An exact copy of every record is needed, with the pictures left out.

######

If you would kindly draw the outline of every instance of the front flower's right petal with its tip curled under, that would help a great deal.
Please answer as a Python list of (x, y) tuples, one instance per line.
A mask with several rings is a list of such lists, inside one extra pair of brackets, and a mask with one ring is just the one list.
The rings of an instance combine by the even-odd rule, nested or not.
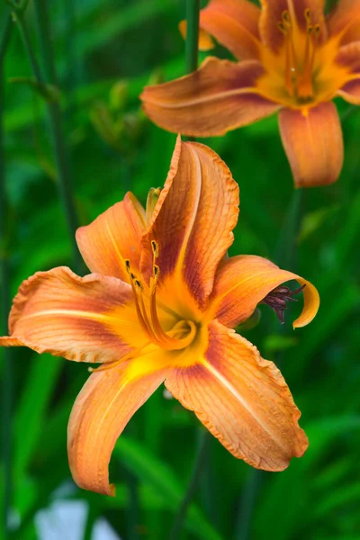
[(270, 293), (281, 284), (296, 279), (305, 284), (304, 306), (300, 317), (293, 322), (293, 328), (306, 326), (319, 310), (319, 293), (310, 282), (300, 275), (281, 270), (274, 263), (255, 255), (230, 257), (220, 265), (211, 294), (213, 317), (230, 328), (247, 320)]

######

**Answer to this exercise:**
If you would kindly draw the outline of every instance of the front flower's right petal with its tip curled under, that would help a great deal.
Please answer as a Python list of (x, y) tuples, one instance per line.
A mask with several rings is a list of such lists, inside one extra pair of brackets, and a mask with one ring is just the one list.
The rings of an instance combine by the even-odd rule, nested or not.
[(270, 293), (281, 284), (296, 279), (305, 284), (304, 306), (300, 317), (293, 322), (293, 328), (306, 326), (319, 310), (319, 293), (310, 282), (300, 275), (281, 270), (274, 263), (255, 255), (230, 257), (220, 265), (211, 294), (213, 317), (230, 328), (247, 320)]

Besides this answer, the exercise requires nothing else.